Estratto del testo |
La rilevanza di Gianni Minà, che è stato anche scrittore, animatore culturale, direttore di una rivista come Latinoamerica, dopo un lungo periodo di allontanamento dagli schermi si è riaccesa di recente anche con l'autobiografia Storia di un boxeur latino (minimum fax) e, dopo la sua morte, anche da RaiPlay con l'originale antologico Gianni Minà. Cercatore di storie, oltre ad altri estratti offerti dal programma Blitz!.
Il documentario di Loredana Macchietti parte dalla stessa immagine di copertina di quell'autobiografia: il ritratto appeso sopra la scrivania da cui Minà stesso risponde scettico all'invito di realizzare un documentario su sé stesso. È di Siqueiros ("la leggenda della pittura di murales", ha scritto Fabio Stassi), un primo piano buffo e abbozzato del reporter, e campeggia sui titoli, nella prima e nell'ultima inquadratura, testimonianza di un amore ricambiato. Anche il film di Macchietti, seconda moglie di Minà e sua stretta partner produttiva (Cuba nell'epoca di Obama, 2011) prende il via da uno sguardo di parte e da una prossimità che ne determinano il taglio e lo caratterizzano fino alla fine.
I suoi strumenti narrativi si posizionano nell'ambito di una piena, rilassata classicità: l'espediente della Fiat 500 che trasporta il giornalista da una tappa all'altra del suo percorso privato e professionale, la voce fuori campo della regista in funzione di commento informato sui fatti e insieme testo critico sul "metodo Minà". E poi le interviste sul divano, in totale e senza troppi ma necessari stacchi, a compagni di viaggio che ne attestano e confermano le capacità umane e la curiosità, a braccetto con una certa intraprendenza; di un mestiere allora ancora non vampirizzato dai social né guidato da altri intermediari di ogni tipo.
Non da ultimo, ovviamente, l'archivio a disposizione: immagini in pellicola o betamax di un'informazione televisiva che pare galassia lontana, e anche di intrattenimento alto ma che dialoga con ogni pubblico: come quando Roberto Benigni lesse Dante seguendo le indicazioni di Carmelo Bene a Blitz!, leggendario contenitore della domenica pomeriggio in diretta.

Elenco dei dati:
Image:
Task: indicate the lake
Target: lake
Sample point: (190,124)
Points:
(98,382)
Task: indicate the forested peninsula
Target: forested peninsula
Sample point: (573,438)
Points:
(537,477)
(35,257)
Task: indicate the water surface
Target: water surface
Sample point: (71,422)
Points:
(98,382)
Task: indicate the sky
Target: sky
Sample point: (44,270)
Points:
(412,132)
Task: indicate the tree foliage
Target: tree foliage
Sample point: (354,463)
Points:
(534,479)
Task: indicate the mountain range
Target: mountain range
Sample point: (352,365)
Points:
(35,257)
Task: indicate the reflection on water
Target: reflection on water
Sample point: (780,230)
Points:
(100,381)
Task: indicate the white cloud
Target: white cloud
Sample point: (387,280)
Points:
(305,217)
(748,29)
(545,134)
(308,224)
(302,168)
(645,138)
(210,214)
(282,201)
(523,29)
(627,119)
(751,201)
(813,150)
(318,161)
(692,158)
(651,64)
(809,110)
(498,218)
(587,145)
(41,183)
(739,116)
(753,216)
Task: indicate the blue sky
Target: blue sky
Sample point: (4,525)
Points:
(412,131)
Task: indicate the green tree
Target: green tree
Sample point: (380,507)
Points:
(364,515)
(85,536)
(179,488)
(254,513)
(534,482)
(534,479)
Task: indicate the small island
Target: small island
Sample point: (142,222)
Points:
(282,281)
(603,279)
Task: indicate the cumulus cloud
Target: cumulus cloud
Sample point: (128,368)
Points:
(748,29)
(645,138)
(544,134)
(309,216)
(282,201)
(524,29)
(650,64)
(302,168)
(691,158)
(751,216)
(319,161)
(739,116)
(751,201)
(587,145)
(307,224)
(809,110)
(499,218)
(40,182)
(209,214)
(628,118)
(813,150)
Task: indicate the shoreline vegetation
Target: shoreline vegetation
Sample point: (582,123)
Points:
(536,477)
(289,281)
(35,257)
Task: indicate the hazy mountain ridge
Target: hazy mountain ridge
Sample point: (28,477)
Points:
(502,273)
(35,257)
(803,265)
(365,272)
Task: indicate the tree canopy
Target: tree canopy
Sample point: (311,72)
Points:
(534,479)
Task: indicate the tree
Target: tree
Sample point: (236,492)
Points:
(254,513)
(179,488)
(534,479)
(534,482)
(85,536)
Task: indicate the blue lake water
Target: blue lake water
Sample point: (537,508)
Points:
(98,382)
--
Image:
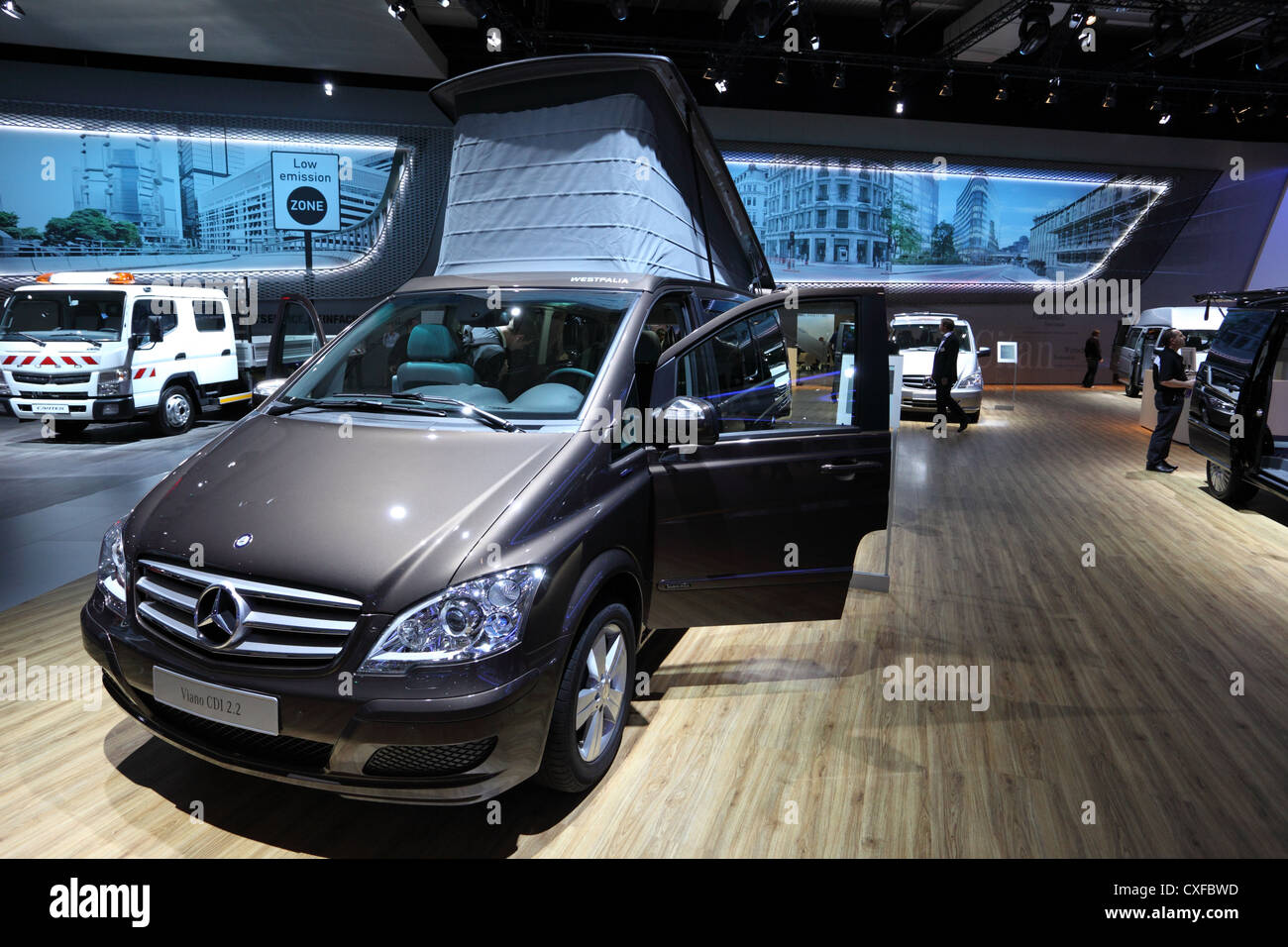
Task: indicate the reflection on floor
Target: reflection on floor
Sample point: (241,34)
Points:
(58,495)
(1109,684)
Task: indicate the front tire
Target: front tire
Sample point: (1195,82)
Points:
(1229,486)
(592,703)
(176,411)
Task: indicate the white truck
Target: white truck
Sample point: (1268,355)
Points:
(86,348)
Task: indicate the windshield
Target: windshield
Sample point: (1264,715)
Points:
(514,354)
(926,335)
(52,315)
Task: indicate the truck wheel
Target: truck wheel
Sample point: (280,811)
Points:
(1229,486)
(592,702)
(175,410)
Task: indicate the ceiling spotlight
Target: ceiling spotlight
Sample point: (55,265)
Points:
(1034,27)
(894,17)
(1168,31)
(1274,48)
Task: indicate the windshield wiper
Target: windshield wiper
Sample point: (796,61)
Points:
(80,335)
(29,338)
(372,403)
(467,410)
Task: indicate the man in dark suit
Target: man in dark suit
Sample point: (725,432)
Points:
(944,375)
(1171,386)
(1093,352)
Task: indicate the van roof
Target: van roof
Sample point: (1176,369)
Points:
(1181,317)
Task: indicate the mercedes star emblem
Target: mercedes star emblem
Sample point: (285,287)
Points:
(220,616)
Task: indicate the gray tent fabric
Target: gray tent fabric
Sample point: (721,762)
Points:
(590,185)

Elenco dei compiti |
• a. Traduci in inglese questa frase del testo sul documentario dedicato a Gianni Minà: "Il documentario di Loredana Macchietti parte dalla stessa immagine di copertina di quell'autobiografia: il ritratto appeso sopra la scrivania da cui Minà stesso risponde scettico all'invito di realizzare un documentario su sé stesso."
• b. Prosegui il testo sul documentario dedicato a Gianni Minà dopo la sua ultima frase.

Risposte |
• a. Loredana Macchietti's documentary starts from the same cover image as that autobiography: the portrait hanging above the desk from which Minà himself skeptically responds to the invitation to make a documentary about himself.

• b.
A parte questa ed altre rarità, si avverte una mancanza generale di ritmo, le transizioni da una sequenza all'altra sono brusche, motivate solo dall'ordine cronologico, la qualità dei momenti di fine carriera, in cui l'intelligenza di Minà è stata premiata o riconosciuta, non è eccelsa eppure si insiste a volerli: come la cerimonia per il premio Berlinale Camera per la carriera, ritirato con visibile emozione dalle mani del direttore Dieter Kosslick e di Walter Salles, col quale il giornalista collaborò per la lavorazione di I diari della motocicletta, su Che Guevara.
Più manifestazione di riconoscenza in presenza del protagonista, che narrazione eccitante delle sue avventurose imprese conoscitive, il film, che non si addentra nelle dinamiche del mestiere e si perde un po' nell'aneddotica, ha se non altro il merito di lasciare alle sue parole (da un incontro alla Casa del cinema di Roma, nel 2008) il senso profondo di una professione che Minà ha onorato, con umiltà, amandola. "Io sono solo il ponte tra una situazione, una personalità, e la gente [...] io devo solo servire a che la gente capisca, conosca, non sia narcotizzata dal solito tran tran che lo sport-spettacolo intrattiene per far sì che la gente non pensi".
«Minà ti vogliamo bene» urlava Benigni ai tempi di Blitz. E, onestamente, chi non ha voluto bene a quel magnifico giornalista sportivo, conduttore televisivo e grande intervistatore che ha guidato la nostra vita di lettori e spettatori? Minà ha raccontato il Novecento viaggiando per il mondo e dando voce a eroi della cultura, dell'arte, della politica.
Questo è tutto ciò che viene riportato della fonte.